## [Your instructions]
Could you set down every entry exactly as it appears?

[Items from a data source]
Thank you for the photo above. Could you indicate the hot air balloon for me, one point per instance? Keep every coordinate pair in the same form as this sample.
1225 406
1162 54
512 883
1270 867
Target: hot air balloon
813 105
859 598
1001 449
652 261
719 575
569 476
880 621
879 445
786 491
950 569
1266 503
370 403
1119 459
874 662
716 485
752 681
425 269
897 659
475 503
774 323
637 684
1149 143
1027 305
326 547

## [Solved exercise]
Thank you for the photo above. Could you indicate the hot air balloon for me, one point per instance? Keep every coordinate pair in the same form as this sample.
1225 406
1162 54
512 883
1270 867
Target: hot air balloon
813 105
859 598
1001 449
652 261
719 575
569 476
880 621
879 445
786 491
950 569
1266 503
370 403
1119 459
874 662
716 485
752 681
425 269
897 659
475 503
774 323
637 684
1149 143
1027 305
326 547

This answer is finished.